■ **SELECTED EXCERPT**:
▼
The lifetime duration of one type of lightbulb has exponential distribution. A factory guarantees that the expected lifetime of the lightbulbs they produce is greater than 50 days. In order to achieve high quality production, a worker picks randomly a sample of 40 lightbulbs and notes than in average, they have a lifetime of 53 days.

The factory want to have a 95 percent of probability of not selling if the requirements are not fulfilled

Propose an exact test statistic with simple null hypothesis, what decision should be taken ?

Here is where I got so far:

We have X ~ $\mathcal{E}(\lambda)$ and our null hypothesis is that $H_0$ the null hypothesis is : $$\frac{1}{\lambda} = 50 \space \text{vs} \space \frac{1}{\lambda} > 50$$

Now, I am having some difficulty constructing the exact test, if it was approximate, what I would propose is:

$$T = \dfrac{\sqrt(n)(X_n - E[X])}{\sigma}$$

and since T converges in distribution to $\mathcal{N}(0,1)$, I think that the probability they are talking about is the same as calculating

$P(T > z_{\alpha}) = \alpha$ with $\alpha = 0.5$, so to know what decision should be taken, if $T > z_{\alpha}$ then we reject the null hypothesis and we sell.
▲
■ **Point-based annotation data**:
▼
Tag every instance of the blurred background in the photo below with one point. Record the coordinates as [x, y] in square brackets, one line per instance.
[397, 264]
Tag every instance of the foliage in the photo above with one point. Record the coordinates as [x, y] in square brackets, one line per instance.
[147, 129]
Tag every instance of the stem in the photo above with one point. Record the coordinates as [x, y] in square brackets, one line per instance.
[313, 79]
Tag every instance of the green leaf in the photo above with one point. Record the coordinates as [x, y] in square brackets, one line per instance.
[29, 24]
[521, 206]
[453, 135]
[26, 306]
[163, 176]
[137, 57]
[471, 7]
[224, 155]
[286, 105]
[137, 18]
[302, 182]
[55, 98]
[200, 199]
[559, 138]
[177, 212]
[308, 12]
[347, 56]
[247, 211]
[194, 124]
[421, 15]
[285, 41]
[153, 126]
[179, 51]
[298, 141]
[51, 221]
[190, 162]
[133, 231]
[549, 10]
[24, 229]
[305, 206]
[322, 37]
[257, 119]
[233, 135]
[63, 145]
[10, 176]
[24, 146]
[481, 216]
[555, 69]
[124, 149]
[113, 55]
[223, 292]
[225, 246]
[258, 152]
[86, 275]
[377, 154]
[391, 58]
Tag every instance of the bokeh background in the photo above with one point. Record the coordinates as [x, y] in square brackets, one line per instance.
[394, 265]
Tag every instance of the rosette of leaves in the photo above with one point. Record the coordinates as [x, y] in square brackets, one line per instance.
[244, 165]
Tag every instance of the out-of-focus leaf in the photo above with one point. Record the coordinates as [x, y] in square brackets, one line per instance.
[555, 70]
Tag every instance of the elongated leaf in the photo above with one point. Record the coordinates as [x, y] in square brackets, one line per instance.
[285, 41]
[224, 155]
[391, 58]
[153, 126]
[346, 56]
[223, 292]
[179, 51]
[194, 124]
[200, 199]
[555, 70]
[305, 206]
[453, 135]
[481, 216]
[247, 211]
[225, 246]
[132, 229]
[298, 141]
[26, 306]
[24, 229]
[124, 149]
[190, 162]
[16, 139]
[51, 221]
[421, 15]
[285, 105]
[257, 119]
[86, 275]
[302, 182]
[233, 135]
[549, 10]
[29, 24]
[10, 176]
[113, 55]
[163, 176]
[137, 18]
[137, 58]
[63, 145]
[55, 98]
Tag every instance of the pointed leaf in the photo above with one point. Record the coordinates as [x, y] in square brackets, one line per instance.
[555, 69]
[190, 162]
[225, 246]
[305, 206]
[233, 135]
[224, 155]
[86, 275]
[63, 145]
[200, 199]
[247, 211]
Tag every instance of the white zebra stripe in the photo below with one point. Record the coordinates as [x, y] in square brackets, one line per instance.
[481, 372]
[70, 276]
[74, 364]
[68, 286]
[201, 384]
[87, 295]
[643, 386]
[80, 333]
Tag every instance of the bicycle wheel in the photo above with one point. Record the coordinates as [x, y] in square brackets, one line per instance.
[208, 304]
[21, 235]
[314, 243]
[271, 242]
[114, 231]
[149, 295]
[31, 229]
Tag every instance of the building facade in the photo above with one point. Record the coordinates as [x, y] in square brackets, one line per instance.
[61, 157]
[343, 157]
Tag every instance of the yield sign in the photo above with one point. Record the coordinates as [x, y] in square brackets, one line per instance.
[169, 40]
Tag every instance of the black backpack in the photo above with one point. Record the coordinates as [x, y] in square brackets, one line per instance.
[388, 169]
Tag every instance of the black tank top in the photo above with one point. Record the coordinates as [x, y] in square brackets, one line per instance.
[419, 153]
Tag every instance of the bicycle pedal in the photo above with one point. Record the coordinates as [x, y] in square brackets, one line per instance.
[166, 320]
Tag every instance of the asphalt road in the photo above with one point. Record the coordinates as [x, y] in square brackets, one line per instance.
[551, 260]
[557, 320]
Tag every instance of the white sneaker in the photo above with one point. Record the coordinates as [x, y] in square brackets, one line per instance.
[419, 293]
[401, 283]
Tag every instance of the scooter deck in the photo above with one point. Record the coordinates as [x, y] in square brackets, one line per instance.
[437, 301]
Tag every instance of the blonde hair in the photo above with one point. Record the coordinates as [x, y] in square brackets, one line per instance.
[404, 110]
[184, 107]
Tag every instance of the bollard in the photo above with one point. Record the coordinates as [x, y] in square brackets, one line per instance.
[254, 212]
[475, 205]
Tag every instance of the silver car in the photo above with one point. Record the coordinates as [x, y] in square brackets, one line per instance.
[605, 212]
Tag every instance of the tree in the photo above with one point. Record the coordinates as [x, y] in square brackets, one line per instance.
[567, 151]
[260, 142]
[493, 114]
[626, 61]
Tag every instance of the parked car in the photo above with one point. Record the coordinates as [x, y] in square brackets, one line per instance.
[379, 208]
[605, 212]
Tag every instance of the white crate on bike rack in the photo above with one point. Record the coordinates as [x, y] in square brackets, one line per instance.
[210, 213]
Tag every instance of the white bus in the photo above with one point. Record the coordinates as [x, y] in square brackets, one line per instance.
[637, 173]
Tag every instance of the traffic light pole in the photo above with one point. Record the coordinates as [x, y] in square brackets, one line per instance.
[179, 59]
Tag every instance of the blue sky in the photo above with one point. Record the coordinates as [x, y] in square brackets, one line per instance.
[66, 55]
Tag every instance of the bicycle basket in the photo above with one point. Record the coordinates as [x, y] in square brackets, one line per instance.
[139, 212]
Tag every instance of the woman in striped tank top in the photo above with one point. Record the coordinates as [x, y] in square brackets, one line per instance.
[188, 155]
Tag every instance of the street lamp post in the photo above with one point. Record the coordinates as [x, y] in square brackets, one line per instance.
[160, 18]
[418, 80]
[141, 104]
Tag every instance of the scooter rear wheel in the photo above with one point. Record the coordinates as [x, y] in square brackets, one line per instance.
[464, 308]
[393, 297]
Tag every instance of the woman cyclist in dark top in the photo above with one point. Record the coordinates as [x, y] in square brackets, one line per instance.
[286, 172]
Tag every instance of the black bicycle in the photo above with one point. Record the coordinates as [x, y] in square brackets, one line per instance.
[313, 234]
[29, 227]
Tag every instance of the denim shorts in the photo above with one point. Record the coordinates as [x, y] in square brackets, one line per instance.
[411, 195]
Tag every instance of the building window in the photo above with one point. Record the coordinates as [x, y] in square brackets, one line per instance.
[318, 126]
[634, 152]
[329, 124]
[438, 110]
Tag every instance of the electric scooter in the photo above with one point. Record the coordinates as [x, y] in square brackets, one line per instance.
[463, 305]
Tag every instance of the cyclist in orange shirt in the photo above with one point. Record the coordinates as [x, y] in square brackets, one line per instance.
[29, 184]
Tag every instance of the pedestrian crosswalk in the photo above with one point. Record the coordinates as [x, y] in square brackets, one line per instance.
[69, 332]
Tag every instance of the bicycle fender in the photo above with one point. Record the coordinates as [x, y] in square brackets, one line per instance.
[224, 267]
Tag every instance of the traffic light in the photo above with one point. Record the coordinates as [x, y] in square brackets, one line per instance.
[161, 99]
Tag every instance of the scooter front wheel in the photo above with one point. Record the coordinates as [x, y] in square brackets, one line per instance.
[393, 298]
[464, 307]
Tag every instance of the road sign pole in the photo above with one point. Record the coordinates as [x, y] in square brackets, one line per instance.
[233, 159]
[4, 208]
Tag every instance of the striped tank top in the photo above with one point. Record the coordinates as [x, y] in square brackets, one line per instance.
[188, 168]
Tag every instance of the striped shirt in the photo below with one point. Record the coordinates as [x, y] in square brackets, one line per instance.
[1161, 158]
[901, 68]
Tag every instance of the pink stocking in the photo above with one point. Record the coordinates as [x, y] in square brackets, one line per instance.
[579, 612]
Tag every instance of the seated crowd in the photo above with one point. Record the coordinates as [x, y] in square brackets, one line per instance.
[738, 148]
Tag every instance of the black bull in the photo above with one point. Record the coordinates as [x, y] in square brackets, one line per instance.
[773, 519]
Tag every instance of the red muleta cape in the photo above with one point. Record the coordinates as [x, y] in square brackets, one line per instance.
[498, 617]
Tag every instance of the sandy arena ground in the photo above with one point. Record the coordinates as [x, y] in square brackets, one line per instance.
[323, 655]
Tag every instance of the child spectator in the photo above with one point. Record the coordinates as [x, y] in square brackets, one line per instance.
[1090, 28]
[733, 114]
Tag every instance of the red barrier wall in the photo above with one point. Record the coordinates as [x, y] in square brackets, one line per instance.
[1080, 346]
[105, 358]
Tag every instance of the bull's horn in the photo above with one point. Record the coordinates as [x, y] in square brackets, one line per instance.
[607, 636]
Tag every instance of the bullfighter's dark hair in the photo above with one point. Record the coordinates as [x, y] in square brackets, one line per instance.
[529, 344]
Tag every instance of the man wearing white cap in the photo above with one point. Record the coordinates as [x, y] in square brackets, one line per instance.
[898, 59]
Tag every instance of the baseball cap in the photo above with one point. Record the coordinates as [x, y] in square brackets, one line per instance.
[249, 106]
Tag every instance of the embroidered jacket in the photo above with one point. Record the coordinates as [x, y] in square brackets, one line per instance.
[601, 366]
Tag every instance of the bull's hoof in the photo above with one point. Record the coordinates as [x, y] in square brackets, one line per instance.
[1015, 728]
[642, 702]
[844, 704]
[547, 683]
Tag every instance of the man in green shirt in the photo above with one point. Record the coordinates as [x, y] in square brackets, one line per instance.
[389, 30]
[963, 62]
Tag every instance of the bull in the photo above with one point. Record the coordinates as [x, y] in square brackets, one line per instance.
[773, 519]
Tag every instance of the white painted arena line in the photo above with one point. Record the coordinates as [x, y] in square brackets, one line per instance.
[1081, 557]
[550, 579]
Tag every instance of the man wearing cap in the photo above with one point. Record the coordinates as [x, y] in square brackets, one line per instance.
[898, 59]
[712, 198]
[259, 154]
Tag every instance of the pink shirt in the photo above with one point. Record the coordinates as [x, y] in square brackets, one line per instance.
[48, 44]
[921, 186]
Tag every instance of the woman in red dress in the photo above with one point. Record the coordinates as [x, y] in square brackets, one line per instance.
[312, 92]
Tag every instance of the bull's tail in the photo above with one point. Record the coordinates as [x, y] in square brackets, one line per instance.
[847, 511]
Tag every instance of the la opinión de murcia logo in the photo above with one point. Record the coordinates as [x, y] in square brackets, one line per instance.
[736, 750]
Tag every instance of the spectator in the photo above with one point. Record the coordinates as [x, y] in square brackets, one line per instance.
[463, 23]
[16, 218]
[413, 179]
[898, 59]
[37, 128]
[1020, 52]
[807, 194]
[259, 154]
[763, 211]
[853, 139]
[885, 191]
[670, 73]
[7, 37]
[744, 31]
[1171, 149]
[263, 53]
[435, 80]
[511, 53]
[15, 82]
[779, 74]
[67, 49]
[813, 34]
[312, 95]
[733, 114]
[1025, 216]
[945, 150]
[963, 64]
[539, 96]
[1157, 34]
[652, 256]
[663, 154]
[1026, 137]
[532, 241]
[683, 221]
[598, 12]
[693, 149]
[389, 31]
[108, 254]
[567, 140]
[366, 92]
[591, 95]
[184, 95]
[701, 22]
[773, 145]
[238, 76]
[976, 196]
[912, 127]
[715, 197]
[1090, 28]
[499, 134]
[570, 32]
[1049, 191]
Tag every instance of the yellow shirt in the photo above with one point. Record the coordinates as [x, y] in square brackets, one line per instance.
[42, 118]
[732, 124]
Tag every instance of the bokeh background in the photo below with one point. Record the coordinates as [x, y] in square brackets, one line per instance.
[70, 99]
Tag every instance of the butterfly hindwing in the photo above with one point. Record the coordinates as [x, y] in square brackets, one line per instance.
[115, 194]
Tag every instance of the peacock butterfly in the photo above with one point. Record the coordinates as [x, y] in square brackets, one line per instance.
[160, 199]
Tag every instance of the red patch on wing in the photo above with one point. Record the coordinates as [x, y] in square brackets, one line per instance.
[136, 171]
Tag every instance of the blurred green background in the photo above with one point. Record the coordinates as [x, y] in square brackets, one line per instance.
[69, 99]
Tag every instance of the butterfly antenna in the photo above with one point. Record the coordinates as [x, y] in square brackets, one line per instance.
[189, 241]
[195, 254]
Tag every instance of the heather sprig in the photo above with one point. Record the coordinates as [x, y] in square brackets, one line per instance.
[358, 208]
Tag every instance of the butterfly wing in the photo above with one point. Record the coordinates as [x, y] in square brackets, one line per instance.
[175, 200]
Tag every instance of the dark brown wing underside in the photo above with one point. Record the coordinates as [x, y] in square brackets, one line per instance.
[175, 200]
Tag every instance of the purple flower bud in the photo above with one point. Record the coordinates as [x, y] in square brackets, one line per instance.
▲
■ **GOALS**:
(A) Answer these questions from the lightbulb problem, one answer per line:
(i) How many lightbulbs does the worker pick for the sample?
(ii) What average lifetime does the worker note for the sample?
(iii) What probability does the factory want of not selling if the requirements are not fulfilled?
(B) Repeat the part of the lightbulb problem starting with "The factory want" and going on through "should be taken ?".

■ **EXPECTED RESULTS**:
(A)
(i) 40
(ii) 53 days
(iii) 95 percent

(B)
The factory want to have a 95 percent of probability of not selling if the requirements are not fulfilled

Propose an exact test statistic with simple null hypothesis, what decision should be taken ?